→ Extract provided
9:49 pm on Wednesday, October 3, 2012

http://www.forbes.com/sites/investor/2012/04/23/five-signs-that-apple-is-a-bubble/

Five Signs That Apple Is A Bubble

A bubble is a bubble. People can see them clearly in retrospect but seem unable to see them before they implode. Apple's stock price is a bubble.

People who ride bubbles up do so successfully because nothing can shake their irrational belief that the instrument in question will rise infinitely. The ability to hang on regardless is their key to riches and the seed of their financial destruction.

Investment bubbles prove their devotees right as they grow; the impossible rise rewards them incredibly. Why would you suddenly change your mind when the results thus far have been so fabulously great?

→ Records supplied

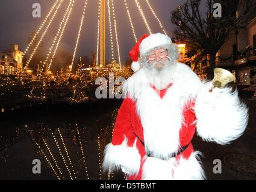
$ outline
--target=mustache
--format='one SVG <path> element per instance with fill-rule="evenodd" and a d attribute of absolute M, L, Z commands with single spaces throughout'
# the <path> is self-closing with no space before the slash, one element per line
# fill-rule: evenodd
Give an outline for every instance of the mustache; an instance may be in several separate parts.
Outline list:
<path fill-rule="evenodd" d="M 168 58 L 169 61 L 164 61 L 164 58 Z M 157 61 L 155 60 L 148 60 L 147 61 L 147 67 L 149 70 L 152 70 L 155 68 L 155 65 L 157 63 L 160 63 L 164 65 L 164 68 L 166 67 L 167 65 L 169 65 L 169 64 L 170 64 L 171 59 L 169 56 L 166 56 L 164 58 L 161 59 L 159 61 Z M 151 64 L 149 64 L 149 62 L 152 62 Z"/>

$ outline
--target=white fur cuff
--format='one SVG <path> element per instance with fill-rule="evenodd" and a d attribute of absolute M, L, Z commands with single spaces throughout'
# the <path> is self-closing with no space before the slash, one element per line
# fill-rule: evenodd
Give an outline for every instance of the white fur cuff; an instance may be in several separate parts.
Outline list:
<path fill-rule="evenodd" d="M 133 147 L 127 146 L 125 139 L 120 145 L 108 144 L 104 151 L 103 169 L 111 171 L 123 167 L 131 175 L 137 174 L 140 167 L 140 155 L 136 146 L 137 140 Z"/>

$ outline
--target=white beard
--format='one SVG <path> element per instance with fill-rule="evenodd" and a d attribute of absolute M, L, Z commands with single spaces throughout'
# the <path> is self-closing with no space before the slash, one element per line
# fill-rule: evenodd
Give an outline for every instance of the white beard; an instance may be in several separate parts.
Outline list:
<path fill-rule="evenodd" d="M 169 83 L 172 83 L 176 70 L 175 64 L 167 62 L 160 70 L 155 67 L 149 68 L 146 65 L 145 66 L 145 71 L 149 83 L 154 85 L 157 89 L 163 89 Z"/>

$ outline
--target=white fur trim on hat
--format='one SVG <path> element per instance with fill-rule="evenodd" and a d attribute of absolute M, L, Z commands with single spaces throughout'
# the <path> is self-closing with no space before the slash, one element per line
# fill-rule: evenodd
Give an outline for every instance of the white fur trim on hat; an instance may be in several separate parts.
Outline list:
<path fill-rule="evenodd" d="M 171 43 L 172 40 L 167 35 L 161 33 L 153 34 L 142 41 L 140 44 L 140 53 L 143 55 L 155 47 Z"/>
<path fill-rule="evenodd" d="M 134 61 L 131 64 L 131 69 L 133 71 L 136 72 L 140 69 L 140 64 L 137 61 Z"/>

→ Parts of the exercise
• A. From the excerpt on Apple as a bubble, copy the words from "A bubble is" to "their financial destruction.".
• B. According to the excerpt on Apple as a bubble, why do people who ride bubbles up succeed at it?
• C. Resume the text about Apple's stock as a bubble from the point where it stops.
The lines come from a different source than the text about Apple's stock.

→ Answers below
• A.
A bubble is a bubble. People can see them clearly in retrospect but seem unable to see them before they implode. Apple's stock price is a bubble.

People who ride bubbles up do so successfully because nothing can shake their irrational belief that the instrument in question will rise infinitely. The ability to hang on regardless is their key to riches and the seed of their financial destruction.

• B. They succeed because nothing can shake their irrational belief that the instrument will rise without limit. That ability to hang on no matter what is what makes them rich, though it also plants the seed of their financial ruin.

• C.
I've been writing an Apple Stock Watch column for Mac Format and Mac Tribe for years now and was an Apple bull from nowhere to around $200 a share. Since $200 a share I've flipped between skeptical and bearish.

Initially skepticism was based on Apple's ability to keep the mega-hits coming, which it has. Recently the bearishness comes from the simply gravity of Apple being the most valuable company in the U.S. on the back of fashionable silver gadgets.

As far as I can see Apple is valued by a logic all of its own, where the upsides are valued to the max and the downsides are written off – this is classic bubble thinking.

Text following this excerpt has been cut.